*Questions sur l'extrait*:
A. D'après l'extrait, qui sont les « contrats C » embauchés par le District scolaire francophone Sud ?
B. Résumez l'extrait en deux phrases.

Depuis cette année, le District scolaire francophone Sud embauche des « contrats C » : il s’agit d’étudiants en dernière année d’un programme en éducation qui n’ont pas encore obtenu leur brevet d’enseignement. Cette pratique, amorcée pour répondre aux besoins durant la pandémie, est une première au Nouveau-Brunswick. D’autres provinces, telles que l’Ontario, ont fait de même.

En Alberta, la directrice générale du Conseil scolaire du Centre-Est, Dolorèse Nolette, le confirme : recruter des enseignants relève d’un véritable chemin de croix que parcourent déjà les conseils scolaires depuis plusieurs années. 

« La banque de suppléants pendant la COVID-19 est insuffisante, relève-t-elle. Parfois, ceux qui se trouvent sur les listes plus fournies d’autres régions ne veulent pas se déplacer à cause de la distance. »

L’ère de la « technopédagogie »

L’enjeu du manque de main-d’œuvre s’accroit davantage lorsque, par ces temps d’apprentissage à distance, il devient crucial de recruter des personnes compétentes pour maitriser la technologie, devenue la clé pour enseigner. 

« Bien entendu, nous ne pouvons pas faire de la technologie un critère de recrutement, alors qu’il est déjà compliqué d’embaucher en temps normal… », souligne Monique Boudreau.

Nombre d’enseignants ont encore besoin de techniciens pour les aider à passer à travers les innombrables bogues techniques et autres pertes de temps engendrées par le virage numérique. Dans ce contexte, la «technopédagogie» est devenue le maitre-mot cette année, certains conseils scolaires allant jusqu’à embaucher des « agents pédagogiques ». 

Ces personnes sont formées pour aider tout le personnel scolaire à se servir des plateformes, mais ils appuient surtout les enseignants pour adapter leur matière au numérique.

*Contenu des données*:
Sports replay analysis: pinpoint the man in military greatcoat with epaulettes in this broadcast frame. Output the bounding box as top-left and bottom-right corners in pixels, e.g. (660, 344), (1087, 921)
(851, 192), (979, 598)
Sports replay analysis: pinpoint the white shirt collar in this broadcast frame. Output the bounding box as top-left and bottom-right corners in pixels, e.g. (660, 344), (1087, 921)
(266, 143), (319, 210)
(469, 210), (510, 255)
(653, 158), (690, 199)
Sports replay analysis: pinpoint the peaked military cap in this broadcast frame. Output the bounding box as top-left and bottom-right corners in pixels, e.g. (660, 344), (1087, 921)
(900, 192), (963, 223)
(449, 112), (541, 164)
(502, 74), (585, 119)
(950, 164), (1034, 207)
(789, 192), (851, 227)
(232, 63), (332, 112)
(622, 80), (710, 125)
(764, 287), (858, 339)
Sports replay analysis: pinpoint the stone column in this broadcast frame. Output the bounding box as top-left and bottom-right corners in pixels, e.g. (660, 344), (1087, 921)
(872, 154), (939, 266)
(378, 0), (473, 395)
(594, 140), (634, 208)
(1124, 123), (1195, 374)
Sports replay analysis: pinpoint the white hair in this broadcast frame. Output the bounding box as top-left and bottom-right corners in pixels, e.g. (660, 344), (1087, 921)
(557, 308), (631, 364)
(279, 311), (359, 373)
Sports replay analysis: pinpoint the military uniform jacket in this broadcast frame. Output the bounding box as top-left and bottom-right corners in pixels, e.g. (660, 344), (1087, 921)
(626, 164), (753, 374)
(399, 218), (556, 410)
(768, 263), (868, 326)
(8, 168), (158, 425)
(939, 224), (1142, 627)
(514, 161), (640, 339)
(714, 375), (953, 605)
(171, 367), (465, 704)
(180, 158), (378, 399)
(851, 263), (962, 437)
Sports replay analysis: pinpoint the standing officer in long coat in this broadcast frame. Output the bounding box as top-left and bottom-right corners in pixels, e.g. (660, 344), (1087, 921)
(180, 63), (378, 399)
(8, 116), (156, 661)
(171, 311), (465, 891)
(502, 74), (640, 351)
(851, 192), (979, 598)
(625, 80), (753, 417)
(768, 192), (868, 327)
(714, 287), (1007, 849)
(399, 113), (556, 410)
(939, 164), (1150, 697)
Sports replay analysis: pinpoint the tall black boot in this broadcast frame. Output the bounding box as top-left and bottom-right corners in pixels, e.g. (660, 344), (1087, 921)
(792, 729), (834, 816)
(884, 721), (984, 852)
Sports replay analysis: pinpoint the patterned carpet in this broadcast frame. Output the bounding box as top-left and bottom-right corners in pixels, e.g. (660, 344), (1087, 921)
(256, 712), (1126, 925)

*Réponses par point*:
A. Ce sont des étudiants en dernière année d'un programme en éducation qui n'ont pas encore obtenu leur brevet d'enseignement.

B. Depuis cette année, le District scolaire francophone Sud embauche des étudiants en éducation sans brevet d'enseignement, une première au Nouveau-Brunswick amorcée pendant la pandémie, alors que le recrutement d'enseignants est difficile depuis plusieurs années, notamment en Alberta. Avec l'apprentissage à distance, la « technopédagogie » est devenue le maitre-mot, et certains conseils scolaires embauchent des « agents pédagogiques » pour aider le personnel à utiliser les plateformes et les enseignants à adapter leur matière au numérique.